[YOUR TASK] Pictures are not repeated. Every line from the beginning of the entries through the one with "Target: brown foliage" is restated exactly.

[Region pointing data]
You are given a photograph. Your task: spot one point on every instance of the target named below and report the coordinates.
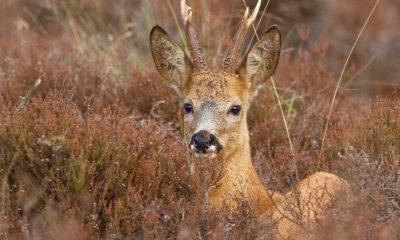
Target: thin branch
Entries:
(341, 77)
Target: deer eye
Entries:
(188, 108)
(235, 110)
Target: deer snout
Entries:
(204, 142)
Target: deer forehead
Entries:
(219, 87)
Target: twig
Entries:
(340, 79)
(31, 91)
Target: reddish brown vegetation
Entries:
(97, 151)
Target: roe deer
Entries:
(214, 120)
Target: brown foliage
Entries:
(97, 151)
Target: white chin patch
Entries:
(209, 155)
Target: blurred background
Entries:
(117, 32)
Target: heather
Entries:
(96, 152)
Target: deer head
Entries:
(215, 103)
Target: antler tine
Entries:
(232, 58)
(199, 64)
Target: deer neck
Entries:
(240, 181)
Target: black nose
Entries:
(203, 141)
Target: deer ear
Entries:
(170, 60)
(262, 59)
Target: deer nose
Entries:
(204, 141)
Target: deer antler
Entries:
(199, 64)
(232, 58)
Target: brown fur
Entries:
(212, 94)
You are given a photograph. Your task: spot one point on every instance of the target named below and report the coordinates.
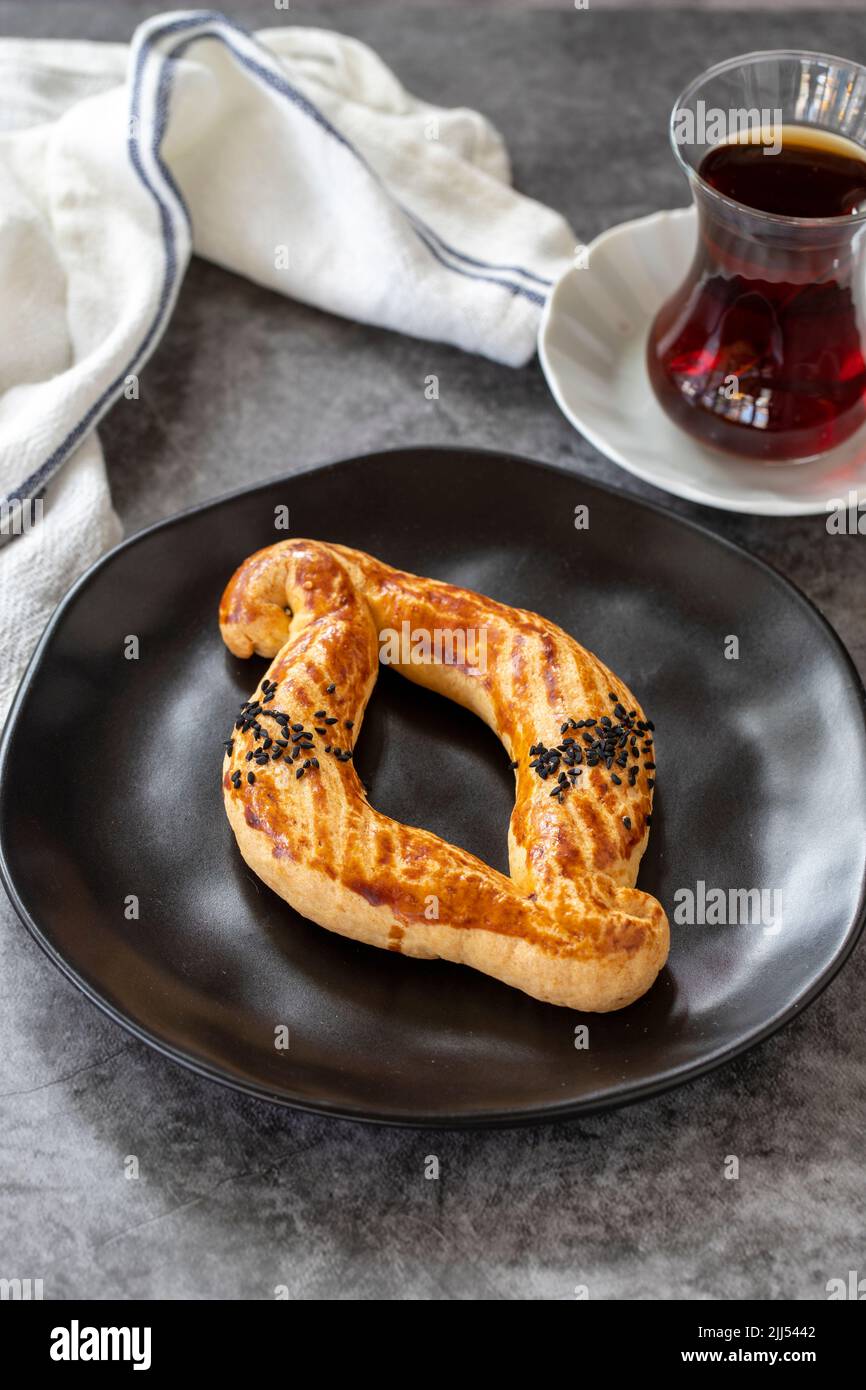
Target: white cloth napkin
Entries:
(292, 156)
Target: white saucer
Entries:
(591, 345)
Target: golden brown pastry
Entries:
(567, 926)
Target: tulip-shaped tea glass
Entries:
(761, 350)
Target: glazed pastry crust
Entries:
(569, 925)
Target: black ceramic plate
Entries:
(110, 787)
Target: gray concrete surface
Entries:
(235, 1197)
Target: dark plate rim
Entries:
(471, 1119)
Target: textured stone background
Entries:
(237, 1197)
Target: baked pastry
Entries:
(567, 926)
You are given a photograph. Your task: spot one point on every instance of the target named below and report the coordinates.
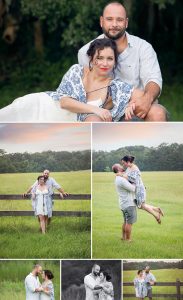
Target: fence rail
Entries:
(176, 284)
(18, 213)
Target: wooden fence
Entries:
(7, 213)
(176, 284)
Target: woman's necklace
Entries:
(99, 88)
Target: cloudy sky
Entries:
(111, 136)
(42, 137)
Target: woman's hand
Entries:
(129, 111)
(103, 113)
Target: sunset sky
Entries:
(110, 136)
(43, 137)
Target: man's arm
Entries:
(150, 76)
(125, 184)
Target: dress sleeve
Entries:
(121, 94)
(51, 290)
(70, 86)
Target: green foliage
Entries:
(67, 237)
(13, 274)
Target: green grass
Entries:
(162, 275)
(67, 237)
(150, 240)
(13, 274)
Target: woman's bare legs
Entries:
(152, 210)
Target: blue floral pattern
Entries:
(72, 86)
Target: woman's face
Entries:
(103, 61)
(43, 275)
(101, 276)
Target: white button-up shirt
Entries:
(90, 282)
(31, 283)
(137, 64)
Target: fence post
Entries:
(178, 288)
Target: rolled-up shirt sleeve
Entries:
(121, 94)
(89, 282)
(30, 284)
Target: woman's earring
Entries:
(90, 66)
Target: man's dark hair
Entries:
(112, 2)
(128, 158)
(100, 44)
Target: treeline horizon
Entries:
(60, 161)
(165, 157)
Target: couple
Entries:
(132, 194)
(34, 289)
(98, 285)
(42, 198)
(143, 283)
(95, 90)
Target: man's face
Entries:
(114, 21)
(38, 270)
(96, 270)
(46, 174)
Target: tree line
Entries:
(165, 157)
(153, 265)
(62, 161)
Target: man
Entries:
(150, 281)
(32, 284)
(137, 62)
(127, 205)
(50, 183)
(91, 282)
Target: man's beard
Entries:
(114, 37)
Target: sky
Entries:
(42, 137)
(112, 136)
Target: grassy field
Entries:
(67, 237)
(13, 274)
(162, 275)
(150, 240)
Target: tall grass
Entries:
(150, 240)
(74, 292)
(13, 274)
(162, 275)
(67, 237)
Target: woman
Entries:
(84, 94)
(47, 286)
(107, 291)
(140, 285)
(132, 174)
(43, 203)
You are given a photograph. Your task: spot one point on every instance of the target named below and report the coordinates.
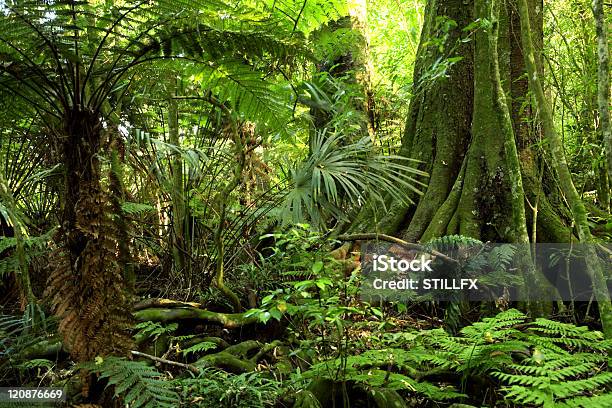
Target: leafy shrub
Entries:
(216, 388)
(139, 384)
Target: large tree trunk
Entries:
(603, 92)
(454, 129)
(555, 143)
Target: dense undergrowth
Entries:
(312, 342)
(185, 185)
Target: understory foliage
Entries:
(187, 188)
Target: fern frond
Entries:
(136, 382)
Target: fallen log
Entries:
(189, 367)
(163, 303)
(227, 320)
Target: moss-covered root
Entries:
(227, 320)
(319, 393)
(385, 398)
(235, 358)
(306, 399)
(227, 362)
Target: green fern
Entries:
(136, 382)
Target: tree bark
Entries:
(603, 85)
(599, 282)
(454, 129)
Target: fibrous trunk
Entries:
(86, 285)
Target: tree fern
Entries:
(138, 384)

[ANSWER SPACE]
You are given a photograph. Your task: spot one point on every instance of the target named below and report the coordinates.
Target: thin branch
Entries:
(341, 77)
Target: deer eye
Entries:
(188, 108)
(235, 110)
Target: deer snout
Entries:
(204, 142)
Target: deer forehead
Entries:
(219, 87)
Target: twig
Entries:
(340, 79)
(31, 91)
Target: reddish brown vegetation
Entries:
(97, 151)
Target: roe deer
Entries:
(214, 120)
Target: brown foliage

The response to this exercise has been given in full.